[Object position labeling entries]
** BEGIN **

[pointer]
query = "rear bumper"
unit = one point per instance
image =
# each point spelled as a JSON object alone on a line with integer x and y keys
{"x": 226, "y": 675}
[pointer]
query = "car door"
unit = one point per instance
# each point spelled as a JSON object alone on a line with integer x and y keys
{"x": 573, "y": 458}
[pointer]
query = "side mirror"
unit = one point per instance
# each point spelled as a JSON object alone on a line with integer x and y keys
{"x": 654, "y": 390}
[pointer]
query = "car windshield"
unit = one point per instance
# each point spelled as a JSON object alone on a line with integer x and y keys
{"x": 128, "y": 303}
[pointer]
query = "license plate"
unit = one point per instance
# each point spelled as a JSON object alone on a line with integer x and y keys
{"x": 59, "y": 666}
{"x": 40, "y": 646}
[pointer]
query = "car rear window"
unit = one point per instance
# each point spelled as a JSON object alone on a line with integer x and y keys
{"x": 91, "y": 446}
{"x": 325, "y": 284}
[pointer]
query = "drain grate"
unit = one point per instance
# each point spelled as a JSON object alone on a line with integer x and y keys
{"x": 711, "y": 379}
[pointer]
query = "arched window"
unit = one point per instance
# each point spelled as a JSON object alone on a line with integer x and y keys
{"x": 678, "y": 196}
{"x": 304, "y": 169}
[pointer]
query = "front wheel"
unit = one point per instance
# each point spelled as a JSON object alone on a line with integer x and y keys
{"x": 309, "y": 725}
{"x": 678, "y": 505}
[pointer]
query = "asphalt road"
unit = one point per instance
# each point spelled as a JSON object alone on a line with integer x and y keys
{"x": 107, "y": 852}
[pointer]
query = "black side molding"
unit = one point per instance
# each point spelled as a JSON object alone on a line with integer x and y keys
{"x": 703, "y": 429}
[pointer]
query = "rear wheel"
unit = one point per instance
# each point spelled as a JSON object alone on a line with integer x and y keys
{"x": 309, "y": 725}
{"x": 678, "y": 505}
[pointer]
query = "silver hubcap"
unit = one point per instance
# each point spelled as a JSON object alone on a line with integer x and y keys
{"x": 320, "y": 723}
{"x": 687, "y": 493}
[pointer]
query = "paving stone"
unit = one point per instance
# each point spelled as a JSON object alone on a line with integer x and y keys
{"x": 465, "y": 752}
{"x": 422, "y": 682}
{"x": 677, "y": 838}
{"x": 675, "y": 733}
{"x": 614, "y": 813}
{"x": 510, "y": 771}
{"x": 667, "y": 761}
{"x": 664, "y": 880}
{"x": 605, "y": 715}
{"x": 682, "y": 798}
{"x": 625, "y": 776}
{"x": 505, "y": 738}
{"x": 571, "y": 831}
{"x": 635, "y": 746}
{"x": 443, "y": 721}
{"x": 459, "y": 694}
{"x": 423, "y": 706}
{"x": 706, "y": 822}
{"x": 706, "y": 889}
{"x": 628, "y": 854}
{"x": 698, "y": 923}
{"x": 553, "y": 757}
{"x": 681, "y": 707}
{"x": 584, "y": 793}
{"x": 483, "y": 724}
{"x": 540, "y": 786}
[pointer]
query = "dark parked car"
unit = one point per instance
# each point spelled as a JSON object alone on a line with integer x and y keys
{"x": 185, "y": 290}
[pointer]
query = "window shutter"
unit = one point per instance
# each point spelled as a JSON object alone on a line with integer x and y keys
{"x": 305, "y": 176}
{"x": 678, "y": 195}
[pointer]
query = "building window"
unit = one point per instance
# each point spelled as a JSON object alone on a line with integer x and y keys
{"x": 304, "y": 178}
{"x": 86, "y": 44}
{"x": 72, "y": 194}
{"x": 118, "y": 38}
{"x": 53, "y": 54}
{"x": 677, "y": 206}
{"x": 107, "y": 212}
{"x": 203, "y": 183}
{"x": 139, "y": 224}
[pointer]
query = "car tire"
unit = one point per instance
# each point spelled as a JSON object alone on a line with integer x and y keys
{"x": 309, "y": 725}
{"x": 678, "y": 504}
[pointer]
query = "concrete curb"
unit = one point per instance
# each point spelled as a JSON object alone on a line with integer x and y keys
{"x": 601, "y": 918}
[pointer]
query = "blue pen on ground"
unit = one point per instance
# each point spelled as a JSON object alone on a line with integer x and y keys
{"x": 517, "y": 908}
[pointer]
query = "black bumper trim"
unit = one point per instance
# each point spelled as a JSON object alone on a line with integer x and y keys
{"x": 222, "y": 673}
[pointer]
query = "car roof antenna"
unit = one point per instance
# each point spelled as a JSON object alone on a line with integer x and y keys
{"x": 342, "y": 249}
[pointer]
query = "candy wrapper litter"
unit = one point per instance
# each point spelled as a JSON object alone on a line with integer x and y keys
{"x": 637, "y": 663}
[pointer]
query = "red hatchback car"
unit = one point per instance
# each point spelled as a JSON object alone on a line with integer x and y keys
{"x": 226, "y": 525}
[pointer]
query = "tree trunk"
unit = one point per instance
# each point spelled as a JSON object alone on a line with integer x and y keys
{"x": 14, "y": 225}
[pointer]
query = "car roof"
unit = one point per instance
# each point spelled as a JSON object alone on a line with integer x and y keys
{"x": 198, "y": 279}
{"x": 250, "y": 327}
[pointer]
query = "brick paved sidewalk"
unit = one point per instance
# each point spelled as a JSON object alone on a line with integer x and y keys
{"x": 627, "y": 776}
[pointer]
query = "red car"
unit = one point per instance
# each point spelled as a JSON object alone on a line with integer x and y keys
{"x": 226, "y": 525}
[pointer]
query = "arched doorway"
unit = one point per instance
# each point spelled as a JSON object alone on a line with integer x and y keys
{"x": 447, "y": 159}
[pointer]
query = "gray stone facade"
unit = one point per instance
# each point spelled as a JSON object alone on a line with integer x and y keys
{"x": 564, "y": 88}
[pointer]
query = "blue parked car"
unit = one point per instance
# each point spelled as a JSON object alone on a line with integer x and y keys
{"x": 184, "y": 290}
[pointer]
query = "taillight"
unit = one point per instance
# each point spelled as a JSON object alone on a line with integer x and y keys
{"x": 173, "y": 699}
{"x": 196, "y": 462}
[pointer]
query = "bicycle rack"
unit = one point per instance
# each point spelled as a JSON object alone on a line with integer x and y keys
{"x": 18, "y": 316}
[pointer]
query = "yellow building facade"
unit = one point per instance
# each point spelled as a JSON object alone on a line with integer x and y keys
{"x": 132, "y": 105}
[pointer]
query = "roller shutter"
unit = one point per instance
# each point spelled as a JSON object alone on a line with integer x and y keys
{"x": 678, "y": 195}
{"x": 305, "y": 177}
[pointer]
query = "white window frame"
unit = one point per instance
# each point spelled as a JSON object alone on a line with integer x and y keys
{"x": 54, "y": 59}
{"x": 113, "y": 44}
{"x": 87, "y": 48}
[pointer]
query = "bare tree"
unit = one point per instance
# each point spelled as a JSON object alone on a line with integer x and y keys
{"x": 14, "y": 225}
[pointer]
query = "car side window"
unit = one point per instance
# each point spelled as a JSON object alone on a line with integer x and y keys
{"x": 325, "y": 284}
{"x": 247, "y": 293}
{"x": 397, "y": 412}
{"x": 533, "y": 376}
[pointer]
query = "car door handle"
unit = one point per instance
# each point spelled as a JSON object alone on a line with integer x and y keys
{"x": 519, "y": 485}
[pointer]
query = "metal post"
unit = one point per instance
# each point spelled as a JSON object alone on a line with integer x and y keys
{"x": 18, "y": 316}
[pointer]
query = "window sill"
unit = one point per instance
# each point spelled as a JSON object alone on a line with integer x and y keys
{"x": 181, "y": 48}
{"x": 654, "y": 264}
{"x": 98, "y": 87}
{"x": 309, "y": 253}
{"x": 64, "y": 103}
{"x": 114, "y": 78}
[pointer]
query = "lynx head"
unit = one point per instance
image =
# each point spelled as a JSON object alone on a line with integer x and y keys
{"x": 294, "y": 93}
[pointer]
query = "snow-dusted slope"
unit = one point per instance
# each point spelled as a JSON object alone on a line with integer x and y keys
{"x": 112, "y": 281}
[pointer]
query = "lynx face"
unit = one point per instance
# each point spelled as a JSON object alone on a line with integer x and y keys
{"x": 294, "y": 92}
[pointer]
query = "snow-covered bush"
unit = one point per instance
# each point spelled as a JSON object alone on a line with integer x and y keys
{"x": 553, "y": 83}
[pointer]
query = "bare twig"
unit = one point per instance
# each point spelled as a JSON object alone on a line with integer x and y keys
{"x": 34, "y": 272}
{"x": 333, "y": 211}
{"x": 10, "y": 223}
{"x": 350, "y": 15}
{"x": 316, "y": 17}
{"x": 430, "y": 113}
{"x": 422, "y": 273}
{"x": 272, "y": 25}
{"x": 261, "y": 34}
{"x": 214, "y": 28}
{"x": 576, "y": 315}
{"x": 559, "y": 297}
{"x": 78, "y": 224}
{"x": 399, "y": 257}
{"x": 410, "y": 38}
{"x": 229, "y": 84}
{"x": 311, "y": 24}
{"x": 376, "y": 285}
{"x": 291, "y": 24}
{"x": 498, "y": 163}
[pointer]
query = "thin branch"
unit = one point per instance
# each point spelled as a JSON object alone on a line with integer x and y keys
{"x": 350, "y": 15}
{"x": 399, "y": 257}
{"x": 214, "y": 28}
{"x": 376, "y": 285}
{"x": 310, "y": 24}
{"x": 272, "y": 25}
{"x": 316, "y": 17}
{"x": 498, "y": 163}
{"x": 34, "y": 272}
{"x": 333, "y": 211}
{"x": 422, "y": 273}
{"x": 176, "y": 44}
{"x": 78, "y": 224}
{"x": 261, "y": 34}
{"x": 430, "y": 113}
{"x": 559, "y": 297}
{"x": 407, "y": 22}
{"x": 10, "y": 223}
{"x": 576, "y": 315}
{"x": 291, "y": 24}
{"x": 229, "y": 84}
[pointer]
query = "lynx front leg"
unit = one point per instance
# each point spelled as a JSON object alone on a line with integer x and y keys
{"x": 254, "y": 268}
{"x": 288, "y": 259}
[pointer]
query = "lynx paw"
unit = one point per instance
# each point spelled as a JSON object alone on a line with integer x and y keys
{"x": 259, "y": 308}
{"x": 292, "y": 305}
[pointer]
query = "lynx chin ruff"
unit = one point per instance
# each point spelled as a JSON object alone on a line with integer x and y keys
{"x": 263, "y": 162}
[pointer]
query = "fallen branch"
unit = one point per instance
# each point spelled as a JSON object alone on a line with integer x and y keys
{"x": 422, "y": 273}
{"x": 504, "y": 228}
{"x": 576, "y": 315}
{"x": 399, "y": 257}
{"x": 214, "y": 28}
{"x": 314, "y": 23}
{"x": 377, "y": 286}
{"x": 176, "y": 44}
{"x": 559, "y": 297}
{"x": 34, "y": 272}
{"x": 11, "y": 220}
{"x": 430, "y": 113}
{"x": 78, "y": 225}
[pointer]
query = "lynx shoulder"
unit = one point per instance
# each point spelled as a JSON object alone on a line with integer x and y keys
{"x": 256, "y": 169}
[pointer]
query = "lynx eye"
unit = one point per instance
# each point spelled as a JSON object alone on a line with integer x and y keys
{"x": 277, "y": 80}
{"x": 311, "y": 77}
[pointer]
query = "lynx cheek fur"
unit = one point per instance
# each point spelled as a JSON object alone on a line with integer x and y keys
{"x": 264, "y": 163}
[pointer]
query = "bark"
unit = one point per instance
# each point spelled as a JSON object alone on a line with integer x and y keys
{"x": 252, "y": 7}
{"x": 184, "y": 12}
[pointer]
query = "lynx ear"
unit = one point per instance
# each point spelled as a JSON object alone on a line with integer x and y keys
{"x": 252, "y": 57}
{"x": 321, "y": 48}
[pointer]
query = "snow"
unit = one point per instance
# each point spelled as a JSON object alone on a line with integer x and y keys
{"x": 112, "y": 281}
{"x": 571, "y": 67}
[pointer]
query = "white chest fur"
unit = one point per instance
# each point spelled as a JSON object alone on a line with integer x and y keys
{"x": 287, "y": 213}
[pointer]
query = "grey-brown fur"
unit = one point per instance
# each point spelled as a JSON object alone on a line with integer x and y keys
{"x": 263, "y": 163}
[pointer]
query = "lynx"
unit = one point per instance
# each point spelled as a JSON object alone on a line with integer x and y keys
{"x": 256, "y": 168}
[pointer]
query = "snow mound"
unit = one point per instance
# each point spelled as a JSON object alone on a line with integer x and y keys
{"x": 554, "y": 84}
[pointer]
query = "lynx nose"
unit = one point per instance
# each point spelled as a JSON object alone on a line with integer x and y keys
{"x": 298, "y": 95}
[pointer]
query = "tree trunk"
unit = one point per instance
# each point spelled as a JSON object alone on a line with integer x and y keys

** END **

→ **WHAT YOU HAVE TO DO**:
Tally the lines of the records above that contain the string "snow". Reply with only the number.

→ **FINISHED TASK**:
4